The problem:
Restate only the lines between the one holding "Your task is to mark every door frame" and the one holding "[471,135,553,167]", inclusive, substituting "ceramic backsplash" for "tile backsplash" and leaving all else unchanged.

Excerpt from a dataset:
------------------------------------------------------------
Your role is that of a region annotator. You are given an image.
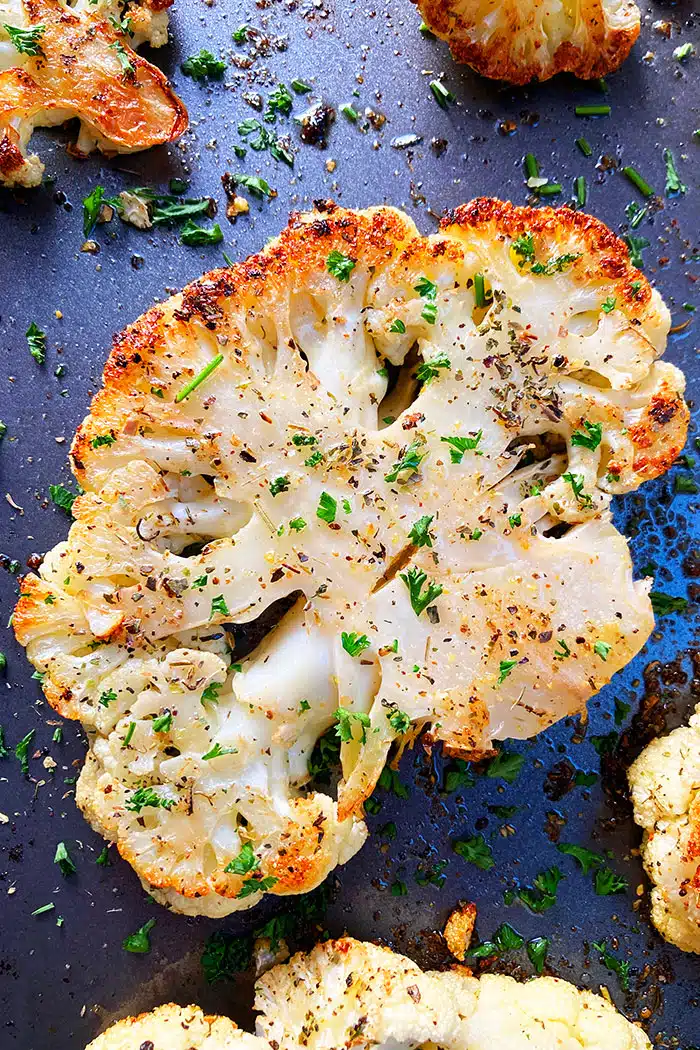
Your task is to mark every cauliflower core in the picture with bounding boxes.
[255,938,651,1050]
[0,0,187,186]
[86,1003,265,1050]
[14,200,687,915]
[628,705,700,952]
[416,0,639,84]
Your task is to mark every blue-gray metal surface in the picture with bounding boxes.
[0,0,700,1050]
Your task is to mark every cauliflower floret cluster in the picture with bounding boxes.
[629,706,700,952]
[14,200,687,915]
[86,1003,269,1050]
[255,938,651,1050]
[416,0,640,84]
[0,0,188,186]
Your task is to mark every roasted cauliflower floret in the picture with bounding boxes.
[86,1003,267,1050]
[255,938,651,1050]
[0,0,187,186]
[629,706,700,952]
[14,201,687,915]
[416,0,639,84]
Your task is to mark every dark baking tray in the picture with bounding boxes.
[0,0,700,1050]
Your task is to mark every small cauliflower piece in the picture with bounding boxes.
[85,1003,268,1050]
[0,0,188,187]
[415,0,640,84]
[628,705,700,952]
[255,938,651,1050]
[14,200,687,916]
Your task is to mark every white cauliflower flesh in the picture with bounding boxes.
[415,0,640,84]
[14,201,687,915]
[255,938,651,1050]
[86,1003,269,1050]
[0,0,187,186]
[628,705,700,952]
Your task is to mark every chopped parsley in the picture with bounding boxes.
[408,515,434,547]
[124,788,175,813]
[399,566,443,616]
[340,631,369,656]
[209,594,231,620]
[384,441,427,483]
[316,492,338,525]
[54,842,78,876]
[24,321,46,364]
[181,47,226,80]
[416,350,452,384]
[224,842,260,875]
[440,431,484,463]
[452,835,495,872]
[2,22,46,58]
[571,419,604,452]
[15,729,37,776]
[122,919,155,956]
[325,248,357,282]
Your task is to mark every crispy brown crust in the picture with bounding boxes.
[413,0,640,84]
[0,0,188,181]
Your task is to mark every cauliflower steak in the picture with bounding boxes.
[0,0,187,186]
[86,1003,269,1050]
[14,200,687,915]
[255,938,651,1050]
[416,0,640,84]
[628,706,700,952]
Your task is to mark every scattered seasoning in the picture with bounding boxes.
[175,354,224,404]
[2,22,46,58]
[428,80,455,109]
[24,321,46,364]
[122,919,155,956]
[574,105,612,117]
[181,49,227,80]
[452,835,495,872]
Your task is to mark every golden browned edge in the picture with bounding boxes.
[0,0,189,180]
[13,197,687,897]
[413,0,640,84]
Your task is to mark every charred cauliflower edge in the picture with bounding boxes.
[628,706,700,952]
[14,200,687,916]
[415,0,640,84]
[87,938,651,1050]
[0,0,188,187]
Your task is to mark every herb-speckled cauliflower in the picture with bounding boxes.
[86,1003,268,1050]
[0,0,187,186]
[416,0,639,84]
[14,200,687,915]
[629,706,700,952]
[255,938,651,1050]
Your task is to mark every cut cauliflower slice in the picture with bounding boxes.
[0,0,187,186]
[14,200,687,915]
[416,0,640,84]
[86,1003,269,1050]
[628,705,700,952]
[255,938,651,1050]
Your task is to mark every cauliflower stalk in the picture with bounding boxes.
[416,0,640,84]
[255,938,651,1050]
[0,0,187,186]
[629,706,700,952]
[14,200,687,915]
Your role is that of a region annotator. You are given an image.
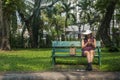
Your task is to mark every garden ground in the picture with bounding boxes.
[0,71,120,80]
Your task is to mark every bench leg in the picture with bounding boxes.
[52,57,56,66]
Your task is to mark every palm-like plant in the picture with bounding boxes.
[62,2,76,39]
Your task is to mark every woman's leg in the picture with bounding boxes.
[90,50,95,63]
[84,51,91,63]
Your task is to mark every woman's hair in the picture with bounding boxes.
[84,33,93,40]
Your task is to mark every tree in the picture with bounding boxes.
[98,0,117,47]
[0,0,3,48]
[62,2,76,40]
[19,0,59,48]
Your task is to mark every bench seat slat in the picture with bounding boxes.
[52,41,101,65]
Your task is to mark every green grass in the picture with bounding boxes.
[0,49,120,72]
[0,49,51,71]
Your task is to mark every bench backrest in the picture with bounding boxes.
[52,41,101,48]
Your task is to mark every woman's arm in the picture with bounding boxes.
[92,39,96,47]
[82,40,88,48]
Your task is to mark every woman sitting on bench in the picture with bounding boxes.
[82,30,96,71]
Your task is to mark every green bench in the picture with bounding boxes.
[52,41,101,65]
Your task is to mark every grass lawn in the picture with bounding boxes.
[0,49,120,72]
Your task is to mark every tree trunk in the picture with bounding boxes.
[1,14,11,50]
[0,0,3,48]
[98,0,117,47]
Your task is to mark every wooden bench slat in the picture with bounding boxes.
------------------------------------------------------------
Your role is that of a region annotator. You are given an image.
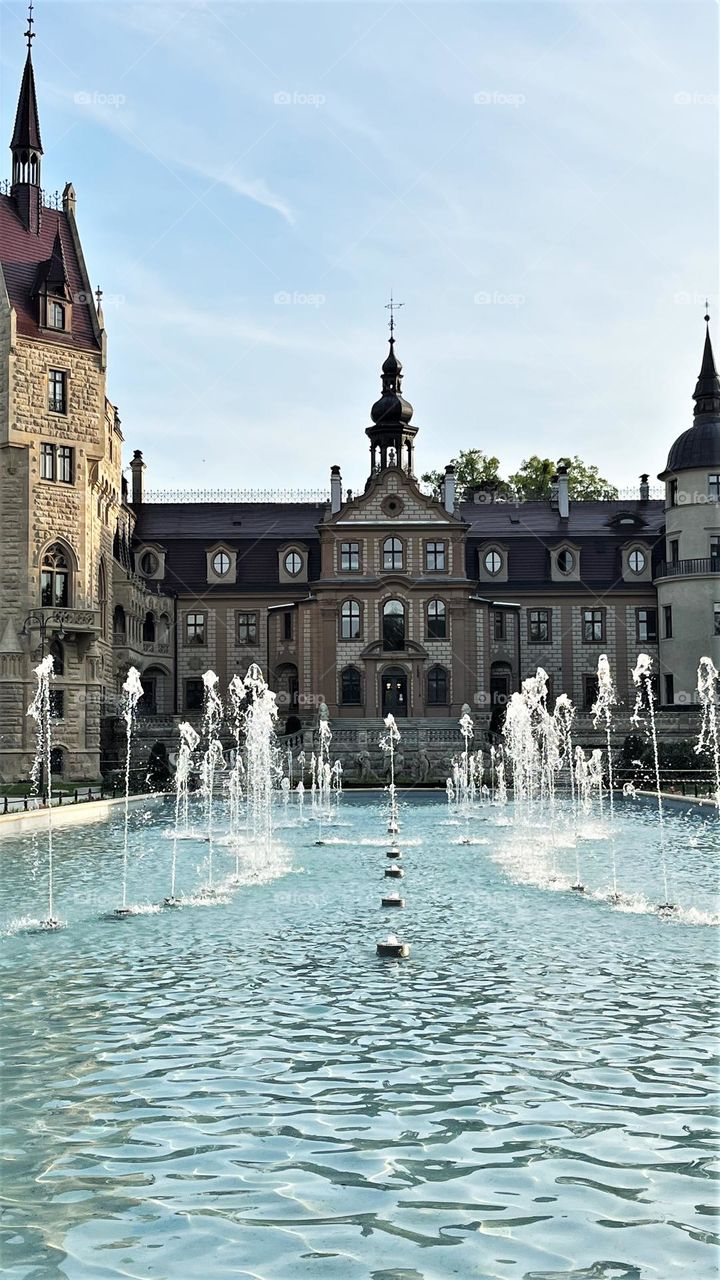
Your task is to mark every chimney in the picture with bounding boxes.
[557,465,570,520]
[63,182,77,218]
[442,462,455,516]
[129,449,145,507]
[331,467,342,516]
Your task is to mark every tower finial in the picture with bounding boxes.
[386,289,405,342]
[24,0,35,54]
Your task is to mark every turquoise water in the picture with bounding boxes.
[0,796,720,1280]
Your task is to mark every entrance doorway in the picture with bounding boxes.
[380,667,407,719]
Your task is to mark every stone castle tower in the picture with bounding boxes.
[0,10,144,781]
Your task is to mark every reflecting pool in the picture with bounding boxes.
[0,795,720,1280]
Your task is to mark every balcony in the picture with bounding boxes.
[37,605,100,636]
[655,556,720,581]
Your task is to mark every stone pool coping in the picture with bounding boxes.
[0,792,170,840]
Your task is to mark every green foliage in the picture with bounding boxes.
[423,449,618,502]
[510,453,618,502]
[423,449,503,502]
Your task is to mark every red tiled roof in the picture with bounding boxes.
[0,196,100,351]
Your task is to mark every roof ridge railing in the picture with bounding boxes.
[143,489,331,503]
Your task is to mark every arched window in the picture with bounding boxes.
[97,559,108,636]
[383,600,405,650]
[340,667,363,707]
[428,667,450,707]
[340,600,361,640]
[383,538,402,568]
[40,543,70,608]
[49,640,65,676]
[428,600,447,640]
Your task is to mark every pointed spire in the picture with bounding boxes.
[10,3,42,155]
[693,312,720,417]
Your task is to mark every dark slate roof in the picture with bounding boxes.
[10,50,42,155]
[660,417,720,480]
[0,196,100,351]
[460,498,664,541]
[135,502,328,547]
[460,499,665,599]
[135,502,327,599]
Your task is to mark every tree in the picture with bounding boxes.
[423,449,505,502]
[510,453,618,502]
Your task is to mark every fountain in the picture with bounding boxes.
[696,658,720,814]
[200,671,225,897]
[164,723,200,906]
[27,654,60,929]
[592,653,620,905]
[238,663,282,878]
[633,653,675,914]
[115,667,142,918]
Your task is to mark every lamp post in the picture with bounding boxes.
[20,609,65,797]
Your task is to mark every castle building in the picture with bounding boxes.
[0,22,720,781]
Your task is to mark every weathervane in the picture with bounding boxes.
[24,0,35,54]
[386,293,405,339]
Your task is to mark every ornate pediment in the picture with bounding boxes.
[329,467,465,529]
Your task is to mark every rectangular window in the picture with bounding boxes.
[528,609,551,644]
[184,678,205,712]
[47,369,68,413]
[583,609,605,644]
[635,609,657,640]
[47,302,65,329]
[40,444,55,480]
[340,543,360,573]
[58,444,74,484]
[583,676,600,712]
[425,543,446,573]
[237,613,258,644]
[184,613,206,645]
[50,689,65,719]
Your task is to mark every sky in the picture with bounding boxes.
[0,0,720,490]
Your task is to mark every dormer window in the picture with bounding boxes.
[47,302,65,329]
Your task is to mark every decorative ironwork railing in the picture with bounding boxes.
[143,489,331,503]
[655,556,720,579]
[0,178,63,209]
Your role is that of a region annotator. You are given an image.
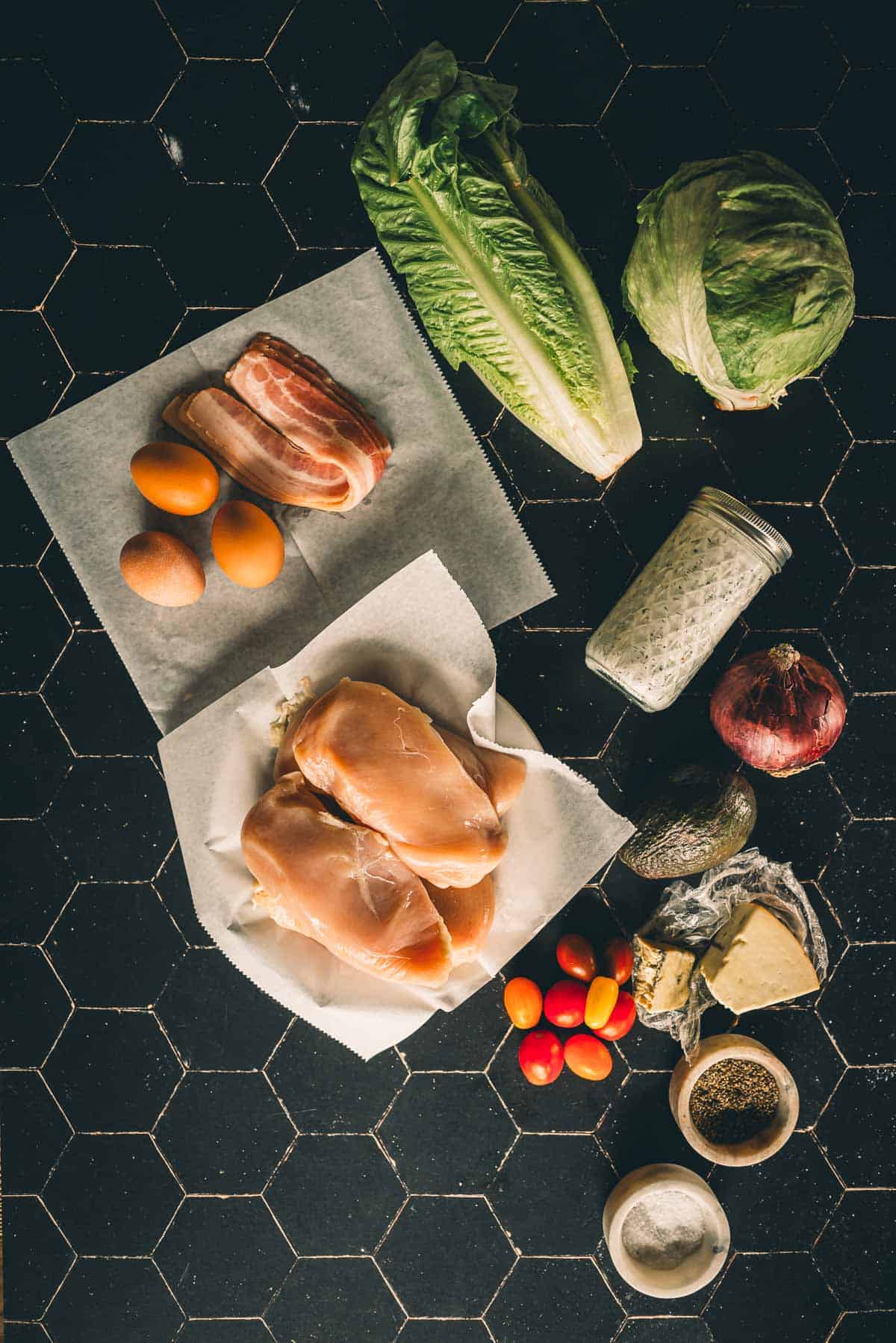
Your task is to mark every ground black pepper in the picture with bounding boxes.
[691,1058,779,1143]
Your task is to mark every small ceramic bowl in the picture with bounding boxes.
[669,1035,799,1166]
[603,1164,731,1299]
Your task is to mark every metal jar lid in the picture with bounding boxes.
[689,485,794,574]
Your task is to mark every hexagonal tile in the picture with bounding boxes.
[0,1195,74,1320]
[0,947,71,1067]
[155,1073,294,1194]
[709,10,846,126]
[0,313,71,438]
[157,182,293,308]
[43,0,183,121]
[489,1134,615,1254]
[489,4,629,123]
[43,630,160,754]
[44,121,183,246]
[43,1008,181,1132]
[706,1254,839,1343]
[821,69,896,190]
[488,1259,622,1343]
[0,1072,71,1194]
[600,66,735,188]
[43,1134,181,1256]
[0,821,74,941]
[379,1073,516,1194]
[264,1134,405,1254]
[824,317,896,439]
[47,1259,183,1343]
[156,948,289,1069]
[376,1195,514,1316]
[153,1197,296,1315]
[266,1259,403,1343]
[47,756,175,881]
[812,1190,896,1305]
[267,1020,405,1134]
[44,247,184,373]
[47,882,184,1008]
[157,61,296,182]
------------------------------------------------------------
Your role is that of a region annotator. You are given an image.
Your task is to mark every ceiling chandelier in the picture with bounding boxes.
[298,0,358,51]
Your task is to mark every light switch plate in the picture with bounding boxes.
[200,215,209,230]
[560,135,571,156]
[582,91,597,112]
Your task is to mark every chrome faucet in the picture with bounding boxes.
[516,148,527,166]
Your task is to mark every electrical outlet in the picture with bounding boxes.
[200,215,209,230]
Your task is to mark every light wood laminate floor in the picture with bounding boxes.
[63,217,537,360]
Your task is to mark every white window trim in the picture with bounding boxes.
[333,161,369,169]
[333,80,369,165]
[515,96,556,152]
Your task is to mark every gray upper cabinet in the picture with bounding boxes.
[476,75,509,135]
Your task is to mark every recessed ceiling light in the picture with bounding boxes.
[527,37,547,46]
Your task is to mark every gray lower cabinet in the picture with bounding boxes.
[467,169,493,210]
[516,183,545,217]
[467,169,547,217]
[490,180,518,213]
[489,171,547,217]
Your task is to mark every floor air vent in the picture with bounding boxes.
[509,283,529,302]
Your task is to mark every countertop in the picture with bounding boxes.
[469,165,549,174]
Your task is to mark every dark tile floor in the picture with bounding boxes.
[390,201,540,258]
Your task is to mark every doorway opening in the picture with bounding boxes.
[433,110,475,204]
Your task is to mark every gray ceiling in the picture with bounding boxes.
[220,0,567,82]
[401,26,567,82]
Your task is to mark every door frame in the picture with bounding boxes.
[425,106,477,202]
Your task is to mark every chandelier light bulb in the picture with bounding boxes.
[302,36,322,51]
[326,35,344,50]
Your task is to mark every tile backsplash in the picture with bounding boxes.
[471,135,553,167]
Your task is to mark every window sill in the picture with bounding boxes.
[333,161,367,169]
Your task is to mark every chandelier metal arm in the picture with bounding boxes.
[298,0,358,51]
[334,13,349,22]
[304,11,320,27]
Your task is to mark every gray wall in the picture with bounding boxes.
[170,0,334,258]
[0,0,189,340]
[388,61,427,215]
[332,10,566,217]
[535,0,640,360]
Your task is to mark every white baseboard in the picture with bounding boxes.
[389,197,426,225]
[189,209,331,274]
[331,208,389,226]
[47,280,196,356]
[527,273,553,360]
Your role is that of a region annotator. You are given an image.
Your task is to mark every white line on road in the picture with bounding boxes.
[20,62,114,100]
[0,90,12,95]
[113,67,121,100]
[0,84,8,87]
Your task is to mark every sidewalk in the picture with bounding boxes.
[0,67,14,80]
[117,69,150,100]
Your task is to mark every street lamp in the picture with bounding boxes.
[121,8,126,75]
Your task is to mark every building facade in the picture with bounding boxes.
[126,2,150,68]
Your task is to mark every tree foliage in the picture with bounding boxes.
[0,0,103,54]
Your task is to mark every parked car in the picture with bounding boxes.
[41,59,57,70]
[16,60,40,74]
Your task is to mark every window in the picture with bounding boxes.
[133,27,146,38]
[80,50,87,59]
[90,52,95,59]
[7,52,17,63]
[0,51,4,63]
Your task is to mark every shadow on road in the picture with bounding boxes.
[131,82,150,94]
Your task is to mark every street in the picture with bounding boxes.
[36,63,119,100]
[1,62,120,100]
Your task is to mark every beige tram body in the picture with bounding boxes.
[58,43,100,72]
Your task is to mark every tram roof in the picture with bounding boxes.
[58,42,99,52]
------------------------------------------------------------
Final answer:
Your task is to mark every door frame in the picture with bounding boxes.
[425,106,477,202]
Your task is to mark every chandelier light bulb in the picture with bounding boxes.
[302,36,322,51]
[326,35,344,50]
Your task is to mark every ceramic backsplash in the picture with bounding boxes.
[471,135,553,167]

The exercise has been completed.